Requirements:
Quote all of the lines below word for word, leaving out the pictures.

Material for this exercise:
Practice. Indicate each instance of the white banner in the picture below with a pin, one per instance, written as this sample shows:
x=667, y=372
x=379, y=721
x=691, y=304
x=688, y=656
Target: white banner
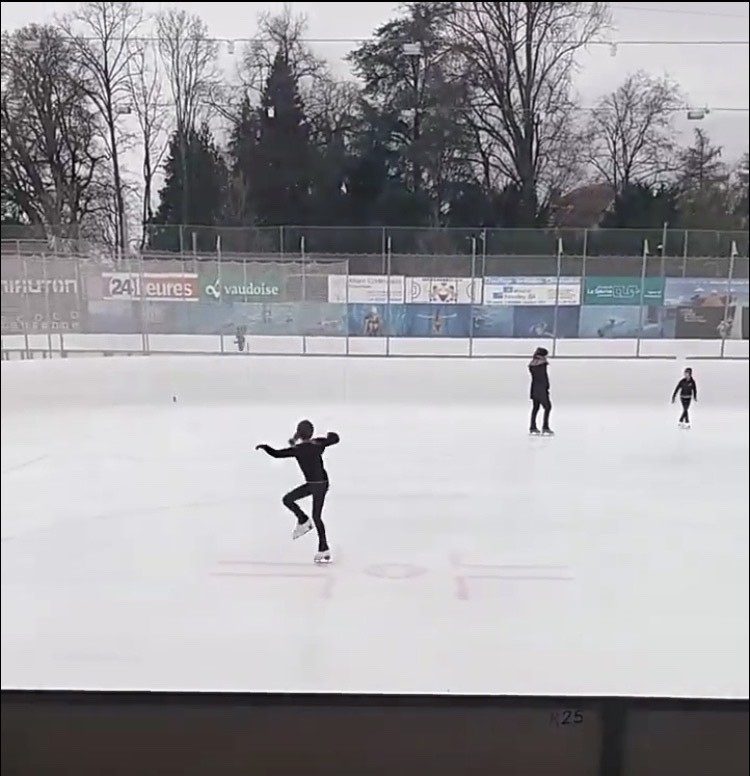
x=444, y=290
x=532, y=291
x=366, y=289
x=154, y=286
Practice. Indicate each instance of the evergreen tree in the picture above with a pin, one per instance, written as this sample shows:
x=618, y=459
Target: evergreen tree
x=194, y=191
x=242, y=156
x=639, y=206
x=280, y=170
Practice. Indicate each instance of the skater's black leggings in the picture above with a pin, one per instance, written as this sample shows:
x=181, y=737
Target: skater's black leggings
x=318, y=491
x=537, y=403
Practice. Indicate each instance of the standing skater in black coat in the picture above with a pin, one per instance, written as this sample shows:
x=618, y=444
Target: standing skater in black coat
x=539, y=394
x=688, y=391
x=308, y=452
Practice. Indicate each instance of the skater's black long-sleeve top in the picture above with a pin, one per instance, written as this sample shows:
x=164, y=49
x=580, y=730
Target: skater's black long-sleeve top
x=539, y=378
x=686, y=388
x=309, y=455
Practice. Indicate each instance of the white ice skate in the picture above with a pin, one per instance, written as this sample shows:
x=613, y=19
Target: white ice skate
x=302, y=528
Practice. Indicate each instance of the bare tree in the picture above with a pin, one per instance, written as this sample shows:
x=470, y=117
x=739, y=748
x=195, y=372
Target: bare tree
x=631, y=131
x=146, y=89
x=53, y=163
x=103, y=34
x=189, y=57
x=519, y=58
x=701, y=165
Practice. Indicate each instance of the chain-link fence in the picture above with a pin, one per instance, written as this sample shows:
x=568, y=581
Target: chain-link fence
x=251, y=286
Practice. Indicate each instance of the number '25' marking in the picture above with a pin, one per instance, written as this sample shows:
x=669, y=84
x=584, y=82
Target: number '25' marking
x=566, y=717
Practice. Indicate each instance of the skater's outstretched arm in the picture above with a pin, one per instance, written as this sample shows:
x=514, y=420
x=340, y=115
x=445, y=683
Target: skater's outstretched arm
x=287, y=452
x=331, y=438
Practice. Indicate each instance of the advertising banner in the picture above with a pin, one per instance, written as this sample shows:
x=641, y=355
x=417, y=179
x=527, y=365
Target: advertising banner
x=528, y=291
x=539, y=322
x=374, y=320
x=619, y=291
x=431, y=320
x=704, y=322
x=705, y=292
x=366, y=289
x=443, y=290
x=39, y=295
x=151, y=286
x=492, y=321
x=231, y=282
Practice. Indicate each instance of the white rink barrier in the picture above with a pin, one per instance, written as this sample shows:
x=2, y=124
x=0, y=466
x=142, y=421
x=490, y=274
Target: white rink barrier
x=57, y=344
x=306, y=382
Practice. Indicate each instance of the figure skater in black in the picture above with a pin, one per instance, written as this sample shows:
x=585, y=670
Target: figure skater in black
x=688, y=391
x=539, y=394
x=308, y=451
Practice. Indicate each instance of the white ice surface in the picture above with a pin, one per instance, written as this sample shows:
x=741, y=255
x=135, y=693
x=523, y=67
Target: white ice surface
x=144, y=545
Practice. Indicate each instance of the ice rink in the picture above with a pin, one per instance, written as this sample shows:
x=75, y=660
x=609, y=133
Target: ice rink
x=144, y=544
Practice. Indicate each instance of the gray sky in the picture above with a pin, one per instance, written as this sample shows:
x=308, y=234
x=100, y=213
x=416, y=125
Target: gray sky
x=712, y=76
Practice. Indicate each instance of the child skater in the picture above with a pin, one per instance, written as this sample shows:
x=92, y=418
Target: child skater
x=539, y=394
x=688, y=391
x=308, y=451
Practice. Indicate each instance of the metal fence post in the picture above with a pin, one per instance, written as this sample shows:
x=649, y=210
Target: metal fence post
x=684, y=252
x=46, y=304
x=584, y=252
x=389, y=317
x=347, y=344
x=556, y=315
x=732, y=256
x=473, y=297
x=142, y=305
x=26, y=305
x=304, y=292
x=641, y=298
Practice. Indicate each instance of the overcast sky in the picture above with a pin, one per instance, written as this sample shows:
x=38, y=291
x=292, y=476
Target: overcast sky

Completed exercise:
Practice. Indicate each instance of the white banner in the picture below with a pin, one per instance, written as this sample shows:
x=667, y=372
x=379, y=721
x=691, y=304
x=688, y=656
Target: white banner
x=444, y=290
x=532, y=291
x=366, y=289
x=154, y=286
Practice. Indicate each instance of the evergreen tree in the picture above with a pin, one per instance, written as this sample shows:
x=618, y=459
Target: evergreen tree
x=194, y=191
x=242, y=156
x=639, y=206
x=280, y=170
Practice. Indicate each instance of the skater's black leggings in the picture above with a pin, one per instance, written as this sample shows:
x=181, y=737
Target: skater's black leggings
x=318, y=491
x=537, y=403
Practice. Indicate each instance of the standing skater in black coat in the picture above with a pin, one per instance, written as this sample shows:
x=618, y=444
Target: standing skater in black coat
x=539, y=394
x=688, y=391
x=308, y=452
Practice. Indicate each instance of the skater's black long-sleeve top in the picture above with a pin, one per instance, written as this sample shows:
x=164, y=49
x=580, y=730
Target: skater's black long-sleeve top
x=539, y=378
x=686, y=388
x=309, y=455
Practice. Indicate each instance of the white ice skate in the picture above with a pin, one per instance, written as this sample shows:
x=613, y=19
Target: white ice skate
x=302, y=528
Practice. Indicate each instance of the bare tree in the picture above with a pin, one per instance, written as this sample shows:
x=470, y=117
x=739, y=748
x=195, y=372
Target: bare tree
x=631, y=131
x=146, y=89
x=53, y=163
x=103, y=34
x=189, y=57
x=519, y=58
x=701, y=165
Practice. Indicate each instance of the chain-link fence in the picture above with a pin, one per instance, written as this sample shows:
x=568, y=581
Target: chain-link fence
x=251, y=286
Practice. Indicate each instance of the number '25' marking in the picture above with a pin, one per instance, written as this sample shows:
x=669, y=84
x=584, y=82
Target: number '25' marking
x=566, y=717
Practice. Indicate each instance of the skater's outstretched arm in the picture above with a pin, one per instance, written as this sample shows:
x=514, y=420
x=340, y=115
x=445, y=683
Target: skater's outstretched arm
x=287, y=452
x=331, y=438
Practice. Indicate each instance of the advertising banner in the picture above with a pin, one per instance, written as this sample shows:
x=641, y=355
x=417, y=179
x=527, y=365
Target: advertising banner
x=528, y=291
x=539, y=322
x=374, y=320
x=619, y=291
x=431, y=320
x=704, y=322
x=705, y=292
x=366, y=289
x=443, y=290
x=39, y=295
x=151, y=286
x=492, y=321
x=231, y=282
Practice. Indicate each instance of the white rink barrier in the picture above with a pin, one per instance, written as this sample shows:
x=2, y=124
x=0, y=466
x=142, y=421
x=490, y=274
Target: white rink barrier
x=57, y=344
x=306, y=382
Practice. Indicate each instance of the figure skater in black in the picture above with a pin, one per instance, written as this sample shows:
x=585, y=670
Target: figure skater in black
x=688, y=391
x=539, y=394
x=308, y=451
Practice. Indicate each instance of the white ice surface in the picture above with a pin, one per instance, written as this sample shows:
x=741, y=255
x=135, y=693
x=523, y=67
Target: white ice surface
x=144, y=545
Practice. Indicate each instance of the ice rink in the picture above with a pin, one per instance, written as this sample shows:
x=75, y=660
x=609, y=133
Target: ice rink
x=144, y=544
Practice. Indicate each instance of the gray sky in the picture above with a pin, one per instance, written as this sample shows:
x=308, y=234
x=100, y=213
x=416, y=125
Target: gray sky
x=712, y=76
Practice. Indicate each instance of the child skater in the picture above with a pin, one per instance, written as this sample shows:
x=92, y=418
Target: child skater
x=539, y=394
x=688, y=391
x=308, y=451
Practice. Indicate each instance of the metal fence post in the picture above with a pin, one per instance, written as this sample shows:
x=649, y=210
Target: metal fence post
x=684, y=252
x=46, y=304
x=584, y=252
x=389, y=317
x=347, y=344
x=556, y=315
x=732, y=256
x=473, y=297
x=142, y=305
x=26, y=305
x=304, y=292
x=641, y=298
Practice. Indicate each instance of the overcast sky in the picture above with a pin, one per instance, written as this sample shows:
x=38, y=291
x=292, y=476
Target: overcast sky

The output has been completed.